#### Directions for this task:
Copy each line in the data below that contains the word "target".

#### Given records:

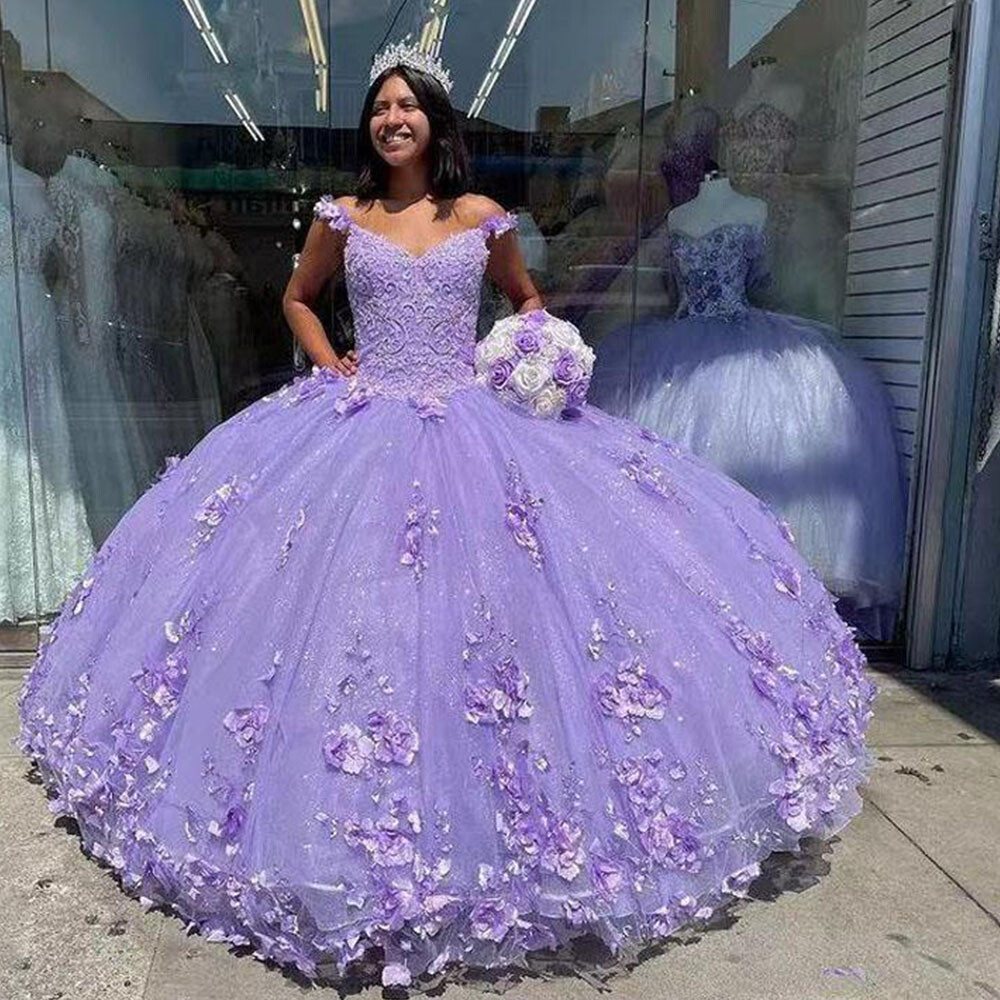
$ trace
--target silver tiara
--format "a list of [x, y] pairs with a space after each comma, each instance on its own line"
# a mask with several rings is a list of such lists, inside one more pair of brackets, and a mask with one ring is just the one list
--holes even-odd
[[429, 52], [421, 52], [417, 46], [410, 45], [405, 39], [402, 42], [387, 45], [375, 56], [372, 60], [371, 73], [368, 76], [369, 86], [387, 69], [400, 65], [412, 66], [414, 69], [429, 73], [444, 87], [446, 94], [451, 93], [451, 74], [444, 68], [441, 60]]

--

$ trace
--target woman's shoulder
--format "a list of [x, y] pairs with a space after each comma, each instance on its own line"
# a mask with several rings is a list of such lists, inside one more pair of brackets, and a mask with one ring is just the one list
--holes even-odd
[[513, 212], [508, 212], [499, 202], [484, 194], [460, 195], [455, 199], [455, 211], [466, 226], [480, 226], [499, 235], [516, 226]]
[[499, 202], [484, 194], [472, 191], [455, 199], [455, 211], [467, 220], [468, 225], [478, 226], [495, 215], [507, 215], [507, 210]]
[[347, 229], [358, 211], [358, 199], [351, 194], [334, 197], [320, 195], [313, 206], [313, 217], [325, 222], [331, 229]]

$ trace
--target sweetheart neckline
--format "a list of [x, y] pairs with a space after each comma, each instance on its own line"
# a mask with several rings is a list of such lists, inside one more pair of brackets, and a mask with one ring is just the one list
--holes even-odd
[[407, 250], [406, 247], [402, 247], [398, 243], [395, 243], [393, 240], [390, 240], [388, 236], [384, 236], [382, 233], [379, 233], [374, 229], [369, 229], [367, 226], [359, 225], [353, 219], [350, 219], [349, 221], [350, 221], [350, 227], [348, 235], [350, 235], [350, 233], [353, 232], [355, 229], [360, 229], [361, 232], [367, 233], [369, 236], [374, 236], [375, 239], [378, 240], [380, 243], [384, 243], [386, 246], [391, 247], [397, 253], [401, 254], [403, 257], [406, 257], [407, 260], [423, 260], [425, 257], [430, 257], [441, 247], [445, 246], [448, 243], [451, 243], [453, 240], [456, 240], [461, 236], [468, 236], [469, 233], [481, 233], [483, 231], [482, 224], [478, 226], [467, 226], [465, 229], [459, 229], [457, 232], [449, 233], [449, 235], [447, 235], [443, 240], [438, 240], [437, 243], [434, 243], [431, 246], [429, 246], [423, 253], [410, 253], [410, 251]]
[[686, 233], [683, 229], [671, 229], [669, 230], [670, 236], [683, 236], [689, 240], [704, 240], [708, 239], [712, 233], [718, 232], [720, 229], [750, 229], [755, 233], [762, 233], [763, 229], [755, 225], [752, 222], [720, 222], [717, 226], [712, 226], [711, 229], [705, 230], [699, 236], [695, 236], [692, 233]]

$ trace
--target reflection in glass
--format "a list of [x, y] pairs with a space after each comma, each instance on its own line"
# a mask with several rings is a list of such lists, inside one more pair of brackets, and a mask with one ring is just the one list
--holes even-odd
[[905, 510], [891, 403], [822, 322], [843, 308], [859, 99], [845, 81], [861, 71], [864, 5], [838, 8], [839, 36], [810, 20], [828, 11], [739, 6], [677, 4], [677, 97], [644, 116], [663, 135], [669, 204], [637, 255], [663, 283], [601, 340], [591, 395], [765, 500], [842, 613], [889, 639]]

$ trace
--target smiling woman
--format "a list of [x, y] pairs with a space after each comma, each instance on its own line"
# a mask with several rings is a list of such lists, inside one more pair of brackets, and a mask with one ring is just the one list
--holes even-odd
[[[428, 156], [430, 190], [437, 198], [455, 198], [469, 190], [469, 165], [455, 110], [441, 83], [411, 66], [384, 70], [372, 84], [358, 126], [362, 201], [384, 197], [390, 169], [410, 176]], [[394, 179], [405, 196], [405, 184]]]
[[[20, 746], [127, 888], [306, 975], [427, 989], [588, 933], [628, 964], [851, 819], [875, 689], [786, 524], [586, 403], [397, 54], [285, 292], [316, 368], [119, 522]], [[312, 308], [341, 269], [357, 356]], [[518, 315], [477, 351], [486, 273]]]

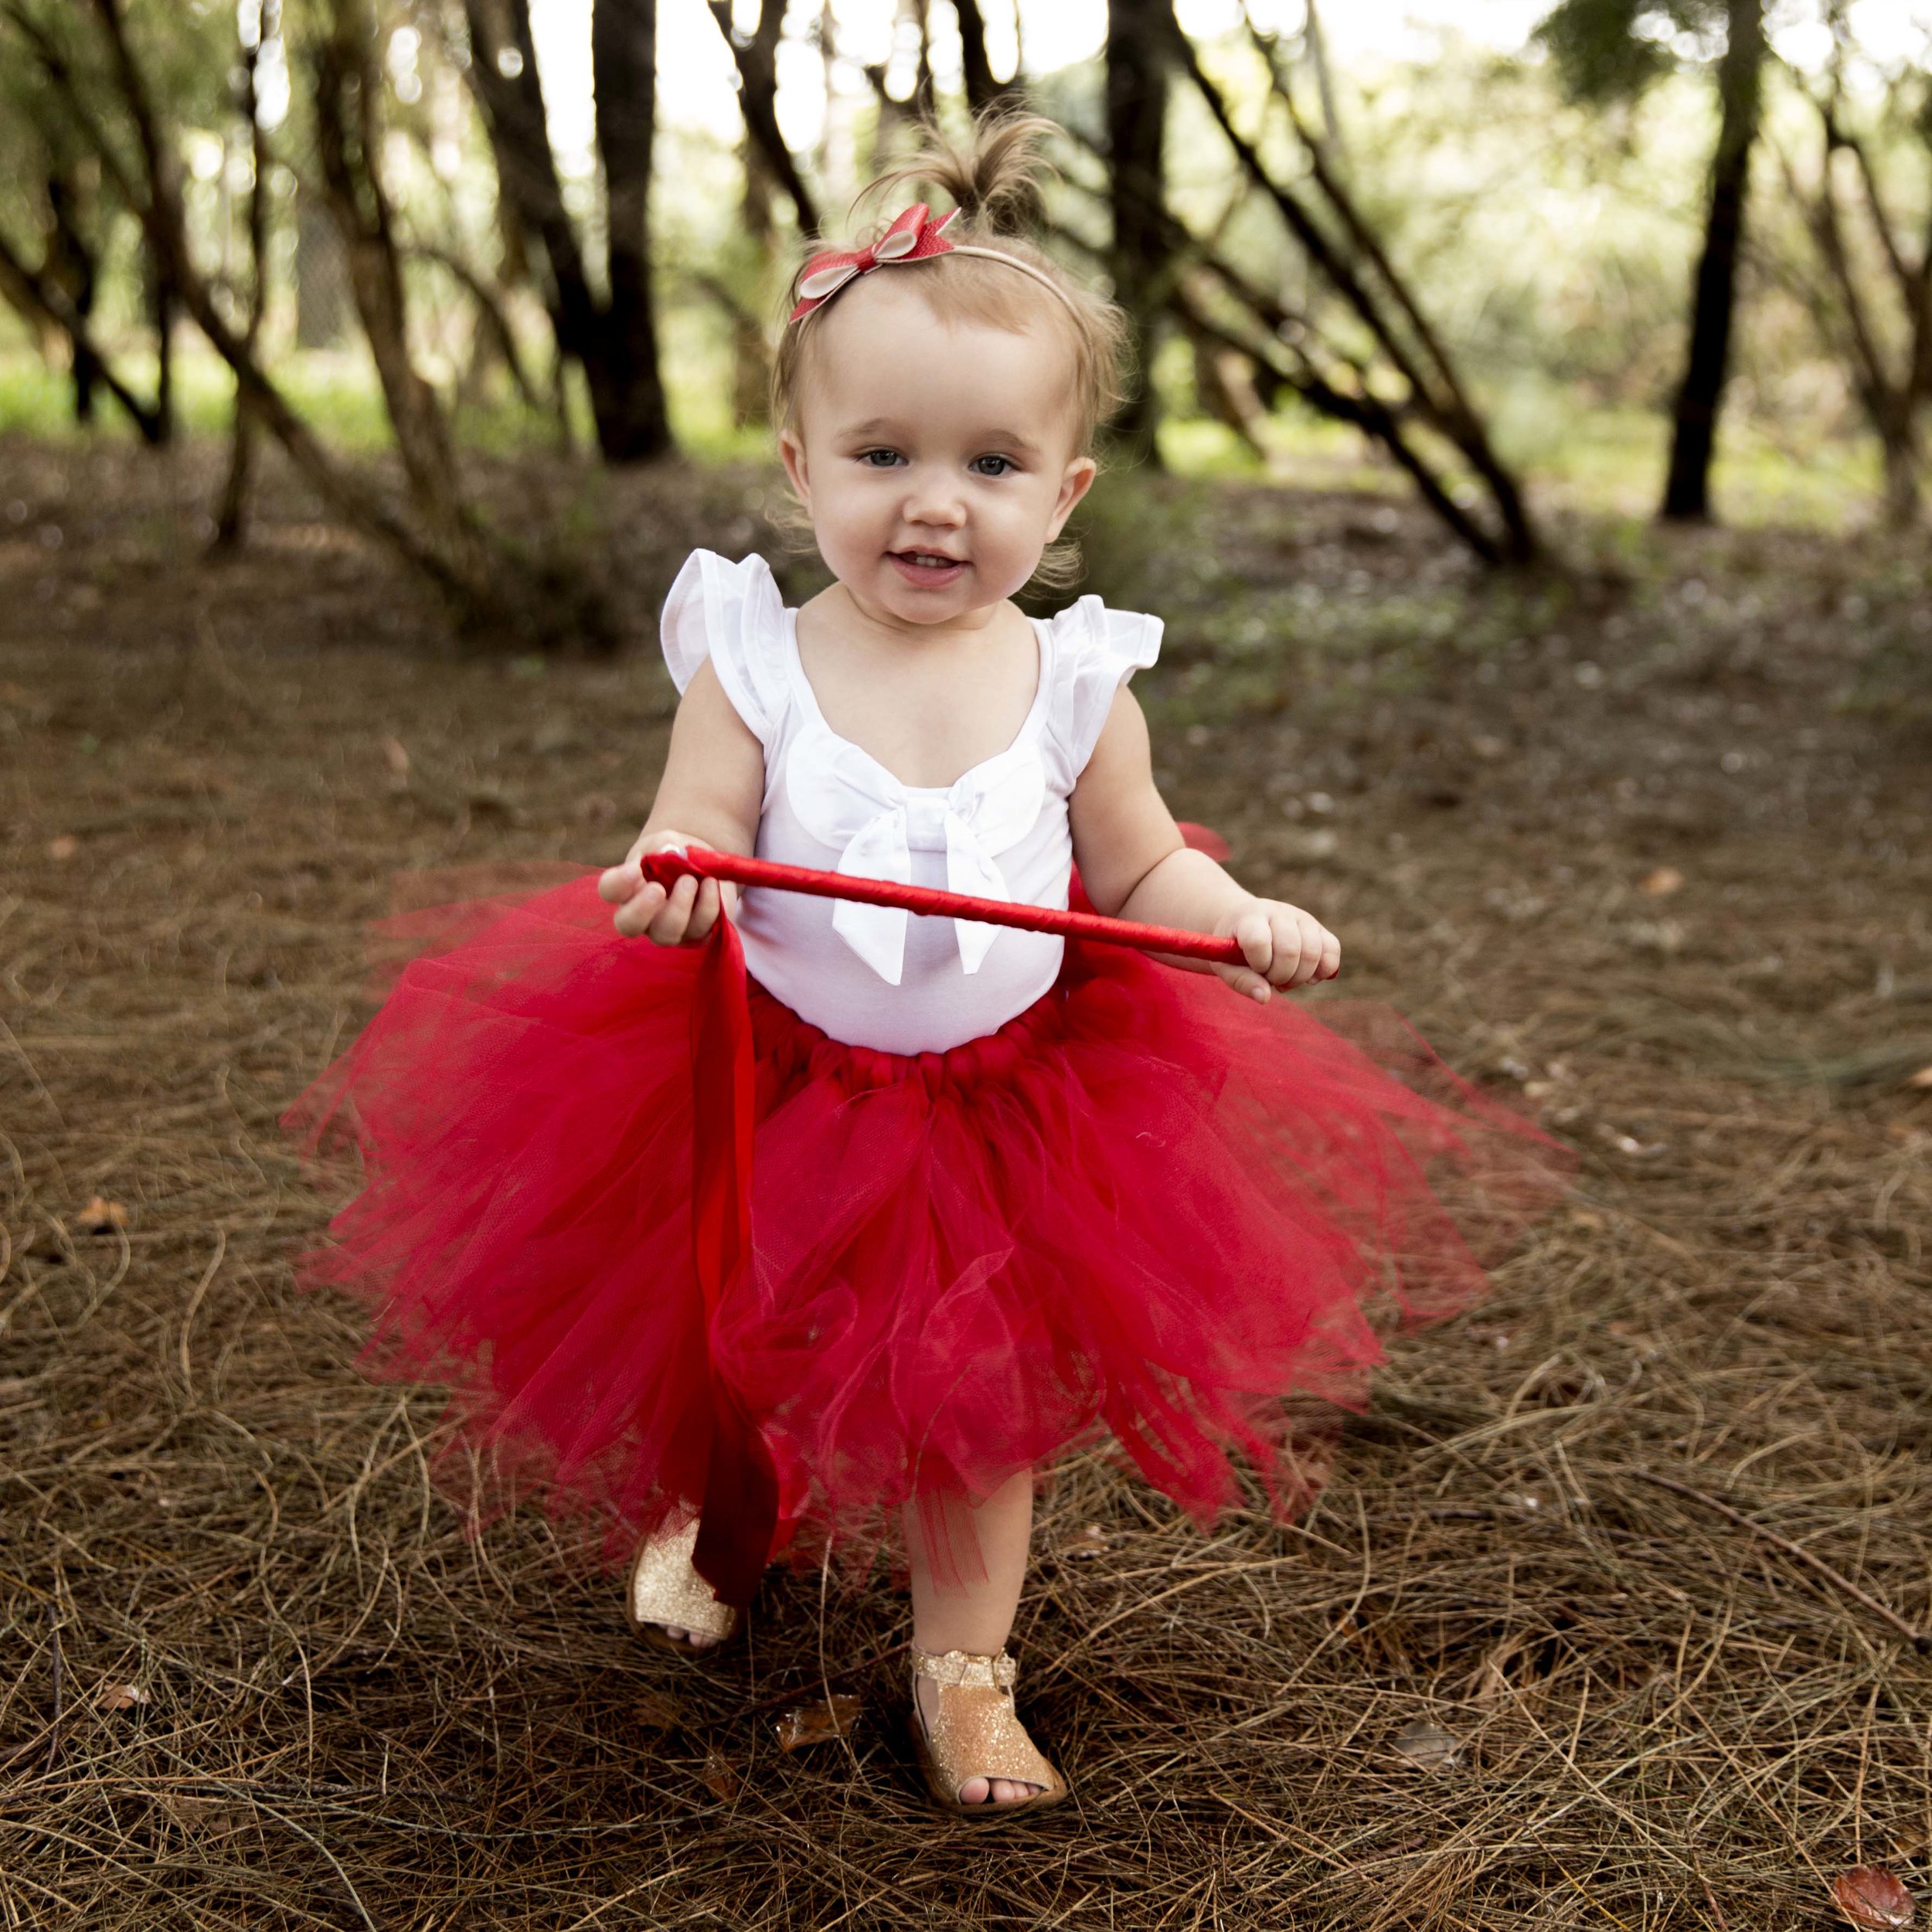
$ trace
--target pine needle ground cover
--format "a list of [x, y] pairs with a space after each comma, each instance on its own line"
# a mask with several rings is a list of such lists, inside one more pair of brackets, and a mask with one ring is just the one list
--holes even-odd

#### The answer:
--target silver tiara
--target woman's shoulder
--target sweetheart neckline
--target reflection in glass
--target smiling woman
--target pine needle ground cover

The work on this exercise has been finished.